[Dataset excerpt]
****************

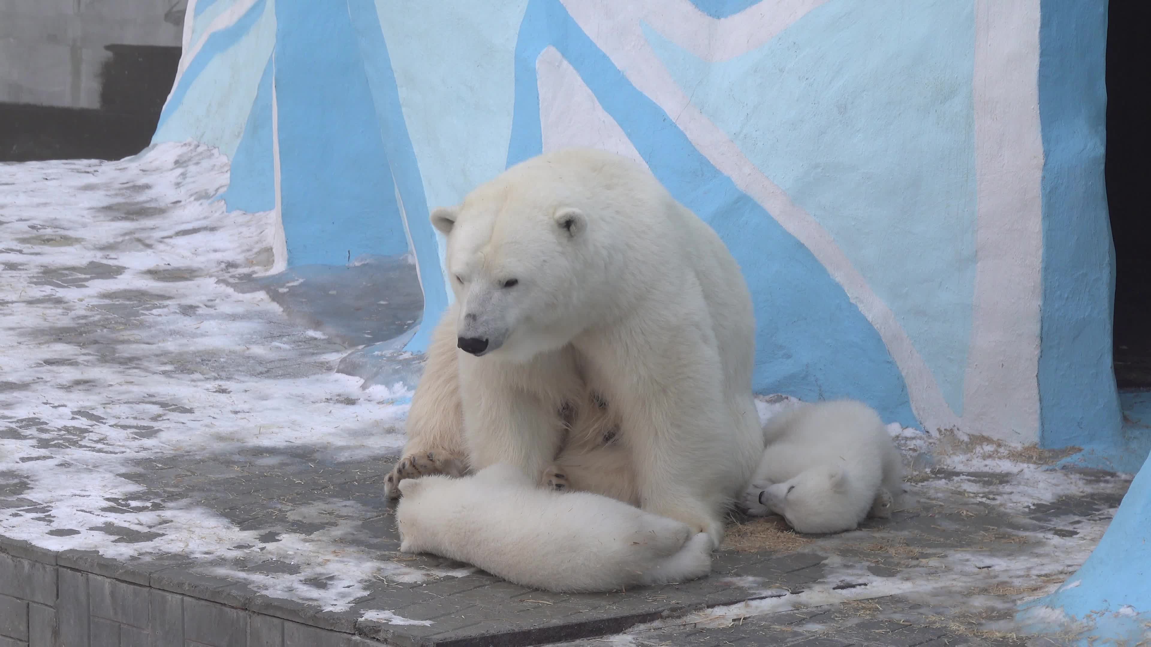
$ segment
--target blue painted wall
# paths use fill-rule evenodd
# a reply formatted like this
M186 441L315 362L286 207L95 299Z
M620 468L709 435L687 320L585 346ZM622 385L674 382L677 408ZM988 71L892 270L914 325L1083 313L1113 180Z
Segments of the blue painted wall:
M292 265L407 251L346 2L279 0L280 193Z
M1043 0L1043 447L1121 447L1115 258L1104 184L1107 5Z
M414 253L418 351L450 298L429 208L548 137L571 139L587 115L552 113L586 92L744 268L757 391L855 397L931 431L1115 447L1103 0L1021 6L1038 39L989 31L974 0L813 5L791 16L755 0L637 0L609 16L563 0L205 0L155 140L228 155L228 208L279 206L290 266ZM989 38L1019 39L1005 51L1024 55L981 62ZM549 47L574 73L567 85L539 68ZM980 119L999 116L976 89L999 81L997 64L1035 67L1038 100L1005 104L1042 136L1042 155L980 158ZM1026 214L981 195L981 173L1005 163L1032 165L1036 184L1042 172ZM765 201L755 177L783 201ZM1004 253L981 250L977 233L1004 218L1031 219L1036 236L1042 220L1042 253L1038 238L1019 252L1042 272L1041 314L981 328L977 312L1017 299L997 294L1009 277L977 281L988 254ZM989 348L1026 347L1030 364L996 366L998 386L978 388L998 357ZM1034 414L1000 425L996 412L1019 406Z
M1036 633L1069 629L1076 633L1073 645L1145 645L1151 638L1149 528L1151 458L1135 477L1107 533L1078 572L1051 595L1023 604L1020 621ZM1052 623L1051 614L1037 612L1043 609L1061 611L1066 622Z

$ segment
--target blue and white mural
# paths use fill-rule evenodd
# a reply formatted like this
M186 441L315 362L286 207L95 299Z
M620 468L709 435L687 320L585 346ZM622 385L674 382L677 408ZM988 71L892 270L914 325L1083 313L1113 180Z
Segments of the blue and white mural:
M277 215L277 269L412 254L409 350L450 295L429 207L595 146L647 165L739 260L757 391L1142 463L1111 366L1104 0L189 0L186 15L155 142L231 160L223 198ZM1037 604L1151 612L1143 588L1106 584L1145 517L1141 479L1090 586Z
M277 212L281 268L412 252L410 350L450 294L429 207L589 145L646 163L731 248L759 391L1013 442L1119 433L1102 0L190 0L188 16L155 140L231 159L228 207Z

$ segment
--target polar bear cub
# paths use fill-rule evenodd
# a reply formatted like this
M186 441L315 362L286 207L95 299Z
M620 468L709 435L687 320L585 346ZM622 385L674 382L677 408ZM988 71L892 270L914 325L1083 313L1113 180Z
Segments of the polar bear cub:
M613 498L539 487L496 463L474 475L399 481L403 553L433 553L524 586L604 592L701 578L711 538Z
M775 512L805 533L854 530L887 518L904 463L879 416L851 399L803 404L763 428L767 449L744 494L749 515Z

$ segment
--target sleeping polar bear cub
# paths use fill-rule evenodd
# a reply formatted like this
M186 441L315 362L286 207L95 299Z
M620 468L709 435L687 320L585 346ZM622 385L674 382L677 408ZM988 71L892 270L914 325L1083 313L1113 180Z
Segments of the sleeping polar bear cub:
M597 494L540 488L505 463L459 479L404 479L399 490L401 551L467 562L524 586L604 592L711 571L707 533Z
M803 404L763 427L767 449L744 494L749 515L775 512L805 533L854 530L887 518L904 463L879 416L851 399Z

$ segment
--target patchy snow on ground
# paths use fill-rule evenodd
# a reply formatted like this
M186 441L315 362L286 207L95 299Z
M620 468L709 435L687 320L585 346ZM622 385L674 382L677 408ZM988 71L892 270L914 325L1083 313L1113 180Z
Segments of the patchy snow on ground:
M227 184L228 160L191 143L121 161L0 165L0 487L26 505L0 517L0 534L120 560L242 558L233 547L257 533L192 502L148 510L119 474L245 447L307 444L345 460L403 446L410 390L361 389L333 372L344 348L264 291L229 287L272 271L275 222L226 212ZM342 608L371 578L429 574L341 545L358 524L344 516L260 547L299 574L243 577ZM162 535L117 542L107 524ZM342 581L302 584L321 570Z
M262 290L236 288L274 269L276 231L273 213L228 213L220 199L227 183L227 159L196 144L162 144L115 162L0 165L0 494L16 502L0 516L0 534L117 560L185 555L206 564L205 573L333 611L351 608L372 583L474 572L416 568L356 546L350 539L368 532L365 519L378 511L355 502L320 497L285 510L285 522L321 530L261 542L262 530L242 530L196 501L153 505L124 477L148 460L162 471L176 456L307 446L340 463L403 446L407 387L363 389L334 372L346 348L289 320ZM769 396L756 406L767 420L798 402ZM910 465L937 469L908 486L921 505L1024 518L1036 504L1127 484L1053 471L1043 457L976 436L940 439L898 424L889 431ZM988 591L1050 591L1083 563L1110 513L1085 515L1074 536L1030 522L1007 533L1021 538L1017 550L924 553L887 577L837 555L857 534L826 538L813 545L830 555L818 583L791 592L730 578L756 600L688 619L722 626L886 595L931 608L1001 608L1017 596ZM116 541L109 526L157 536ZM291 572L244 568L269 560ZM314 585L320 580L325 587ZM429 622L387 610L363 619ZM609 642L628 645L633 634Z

****************

» Your goal: Work out how many lines of the items above contain the string "bear", treating case as significant. Reply with the number alone.

» Full response: 4